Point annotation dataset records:
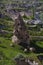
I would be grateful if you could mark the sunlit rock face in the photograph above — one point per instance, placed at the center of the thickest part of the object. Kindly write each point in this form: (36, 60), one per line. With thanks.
(20, 35)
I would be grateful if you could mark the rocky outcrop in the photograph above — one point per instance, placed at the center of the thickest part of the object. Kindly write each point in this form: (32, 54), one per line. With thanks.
(20, 35)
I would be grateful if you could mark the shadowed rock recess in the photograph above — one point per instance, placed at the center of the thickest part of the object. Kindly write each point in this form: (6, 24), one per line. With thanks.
(20, 35)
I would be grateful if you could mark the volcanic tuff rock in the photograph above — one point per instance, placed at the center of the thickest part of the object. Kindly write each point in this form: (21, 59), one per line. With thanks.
(20, 35)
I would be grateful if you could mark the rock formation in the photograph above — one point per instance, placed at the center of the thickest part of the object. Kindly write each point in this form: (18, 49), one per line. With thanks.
(20, 35)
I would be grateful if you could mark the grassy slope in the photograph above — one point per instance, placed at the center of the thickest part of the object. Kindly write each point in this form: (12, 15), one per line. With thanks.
(7, 52)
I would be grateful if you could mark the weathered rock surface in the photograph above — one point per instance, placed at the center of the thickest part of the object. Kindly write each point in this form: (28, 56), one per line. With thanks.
(20, 35)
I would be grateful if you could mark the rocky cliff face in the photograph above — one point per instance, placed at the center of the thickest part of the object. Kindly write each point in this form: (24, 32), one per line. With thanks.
(20, 35)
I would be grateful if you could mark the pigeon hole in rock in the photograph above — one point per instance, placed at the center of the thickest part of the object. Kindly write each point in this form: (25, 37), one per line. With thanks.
(20, 32)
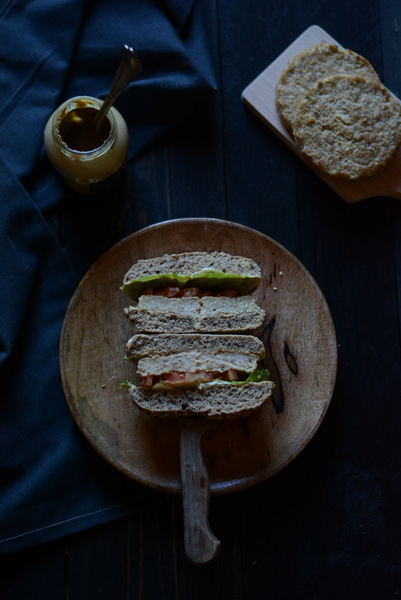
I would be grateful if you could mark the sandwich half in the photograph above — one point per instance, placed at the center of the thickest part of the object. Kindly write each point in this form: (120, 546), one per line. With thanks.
(198, 374)
(194, 292)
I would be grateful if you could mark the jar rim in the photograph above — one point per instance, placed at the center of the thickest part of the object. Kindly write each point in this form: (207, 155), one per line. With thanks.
(68, 106)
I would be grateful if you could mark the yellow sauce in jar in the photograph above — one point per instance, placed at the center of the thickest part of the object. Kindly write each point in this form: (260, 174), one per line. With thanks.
(88, 159)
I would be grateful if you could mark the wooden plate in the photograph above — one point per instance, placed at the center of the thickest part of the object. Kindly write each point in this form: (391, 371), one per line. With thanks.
(301, 354)
(260, 96)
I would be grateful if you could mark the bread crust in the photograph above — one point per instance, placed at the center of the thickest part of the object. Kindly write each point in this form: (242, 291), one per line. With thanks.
(217, 401)
(311, 65)
(156, 314)
(187, 263)
(165, 344)
(348, 126)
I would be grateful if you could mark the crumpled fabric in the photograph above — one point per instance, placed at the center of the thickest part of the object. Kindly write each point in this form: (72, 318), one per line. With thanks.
(53, 483)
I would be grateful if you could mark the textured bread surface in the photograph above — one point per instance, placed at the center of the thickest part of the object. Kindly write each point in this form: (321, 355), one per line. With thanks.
(196, 353)
(167, 344)
(308, 67)
(348, 126)
(217, 401)
(188, 263)
(156, 314)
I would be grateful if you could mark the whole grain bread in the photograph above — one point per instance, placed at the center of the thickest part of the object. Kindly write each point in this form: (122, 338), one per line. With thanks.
(163, 353)
(210, 314)
(213, 401)
(166, 344)
(348, 126)
(188, 263)
(311, 65)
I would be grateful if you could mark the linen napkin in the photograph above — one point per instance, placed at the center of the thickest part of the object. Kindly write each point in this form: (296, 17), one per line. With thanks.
(52, 482)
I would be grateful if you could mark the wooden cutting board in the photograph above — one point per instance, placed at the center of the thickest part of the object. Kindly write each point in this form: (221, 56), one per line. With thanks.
(259, 96)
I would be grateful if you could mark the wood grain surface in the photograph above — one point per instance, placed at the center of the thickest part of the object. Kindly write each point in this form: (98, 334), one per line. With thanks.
(301, 354)
(259, 96)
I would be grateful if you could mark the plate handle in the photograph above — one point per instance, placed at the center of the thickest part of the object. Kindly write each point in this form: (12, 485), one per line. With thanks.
(201, 546)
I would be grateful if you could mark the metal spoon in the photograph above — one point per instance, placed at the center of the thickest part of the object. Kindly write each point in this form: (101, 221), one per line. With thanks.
(128, 69)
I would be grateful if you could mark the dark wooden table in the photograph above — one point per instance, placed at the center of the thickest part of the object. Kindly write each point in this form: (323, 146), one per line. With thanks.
(328, 526)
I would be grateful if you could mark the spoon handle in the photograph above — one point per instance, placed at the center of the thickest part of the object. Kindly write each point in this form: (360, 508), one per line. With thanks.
(128, 69)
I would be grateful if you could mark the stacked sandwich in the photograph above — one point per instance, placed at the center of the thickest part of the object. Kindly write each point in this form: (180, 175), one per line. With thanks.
(194, 345)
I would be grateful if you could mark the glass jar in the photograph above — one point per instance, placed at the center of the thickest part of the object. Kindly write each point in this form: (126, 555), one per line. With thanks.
(89, 160)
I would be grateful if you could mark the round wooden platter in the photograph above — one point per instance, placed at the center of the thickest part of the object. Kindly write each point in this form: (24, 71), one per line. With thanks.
(301, 353)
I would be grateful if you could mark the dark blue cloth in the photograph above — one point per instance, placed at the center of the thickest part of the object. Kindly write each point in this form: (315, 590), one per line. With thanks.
(52, 482)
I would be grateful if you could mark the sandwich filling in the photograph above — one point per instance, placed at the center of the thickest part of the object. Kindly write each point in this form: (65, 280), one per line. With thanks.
(165, 362)
(206, 282)
(199, 379)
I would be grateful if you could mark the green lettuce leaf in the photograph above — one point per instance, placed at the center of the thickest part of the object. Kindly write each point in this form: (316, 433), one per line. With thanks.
(209, 279)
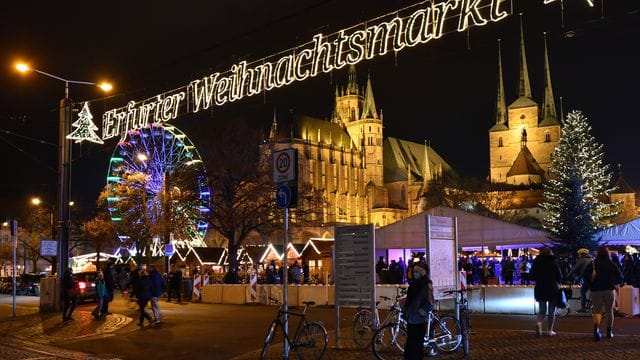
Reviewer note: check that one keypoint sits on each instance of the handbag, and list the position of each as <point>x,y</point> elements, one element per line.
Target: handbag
<point>561,299</point>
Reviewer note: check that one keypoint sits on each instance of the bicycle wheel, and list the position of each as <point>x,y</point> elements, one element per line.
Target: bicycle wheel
<point>311,342</point>
<point>268,341</point>
<point>362,328</point>
<point>389,342</point>
<point>447,333</point>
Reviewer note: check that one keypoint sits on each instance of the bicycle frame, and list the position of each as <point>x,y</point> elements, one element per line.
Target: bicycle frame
<point>301,324</point>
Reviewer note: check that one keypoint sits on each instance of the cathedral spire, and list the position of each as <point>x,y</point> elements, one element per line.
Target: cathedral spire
<point>352,87</point>
<point>525,85</point>
<point>369,106</point>
<point>549,105</point>
<point>334,114</point>
<point>273,133</point>
<point>501,105</point>
<point>426,166</point>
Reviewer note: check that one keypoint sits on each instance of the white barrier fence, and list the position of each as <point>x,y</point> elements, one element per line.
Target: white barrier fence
<point>514,299</point>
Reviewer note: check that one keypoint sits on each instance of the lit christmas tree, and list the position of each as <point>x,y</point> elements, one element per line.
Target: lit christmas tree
<point>580,181</point>
<point>85,128</point>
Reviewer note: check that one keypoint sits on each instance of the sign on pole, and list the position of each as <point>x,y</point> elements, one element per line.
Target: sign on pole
<point>442,250</point>
<point>354,269</point>
<point>49,248</point>
<point>168,250</point>
<point>284,165</point>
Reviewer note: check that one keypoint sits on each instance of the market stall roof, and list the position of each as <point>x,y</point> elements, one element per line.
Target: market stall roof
<point>208,255</point>
<point>474,231</point>
<point>254,252</point>
<point>623,234</point>
<point>317,247</point>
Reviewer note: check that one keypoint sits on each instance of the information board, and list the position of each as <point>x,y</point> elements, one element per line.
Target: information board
<point>354,265</point>
<point>48,248</point>
<point>442,250</point>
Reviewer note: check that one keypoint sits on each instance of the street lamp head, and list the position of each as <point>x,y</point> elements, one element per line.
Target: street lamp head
<point>105,86</point>
<point>22,67</point>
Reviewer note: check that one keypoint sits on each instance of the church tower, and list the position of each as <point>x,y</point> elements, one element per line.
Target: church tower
<point>356,111</point>
<point>522,141</point>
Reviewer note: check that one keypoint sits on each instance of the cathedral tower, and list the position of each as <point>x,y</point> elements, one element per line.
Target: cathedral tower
<point>356,111</point>
<point>522,141</point>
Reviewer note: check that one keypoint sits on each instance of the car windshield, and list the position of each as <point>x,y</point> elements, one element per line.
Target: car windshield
<point>87,277</point>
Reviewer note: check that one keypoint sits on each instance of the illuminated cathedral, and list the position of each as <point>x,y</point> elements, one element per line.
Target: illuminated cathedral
<point>361,176</point>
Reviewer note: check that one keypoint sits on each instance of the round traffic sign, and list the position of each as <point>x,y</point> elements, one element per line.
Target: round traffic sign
<point>283,162</point>
<point>283,196</point>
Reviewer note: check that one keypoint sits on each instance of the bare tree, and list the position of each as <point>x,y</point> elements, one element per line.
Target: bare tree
<point>242,192</point>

→ THE EXERCISE: Copy out the part of the records that begins with the line containing "cathedral spire, and" and ends with the line containing "<point>514,299</point>", keeping both of those lines and reproducing every line verbatim.

→ FULL SOLUTION:
Reviewer note: check that one keypoint sits on each instance of the cathedral spire, and list the position of each as <point>x,y</point> elements, one element per line.
Target: cathedral spire
<point>352,87</point>
<point>525,85</point>
<point>369,106</point>
<point>549,105</point>
<point>334,114</point>
<point>273,133</point>
<point>501,105</point>
<point>426,166</point>
Reviewer note: check that one keypoint sits on each instance of the white barrier fence, and list the position of each as <point>x,y</point> elements, one element per line.
Target: white barrier fence
<point>514,299</point>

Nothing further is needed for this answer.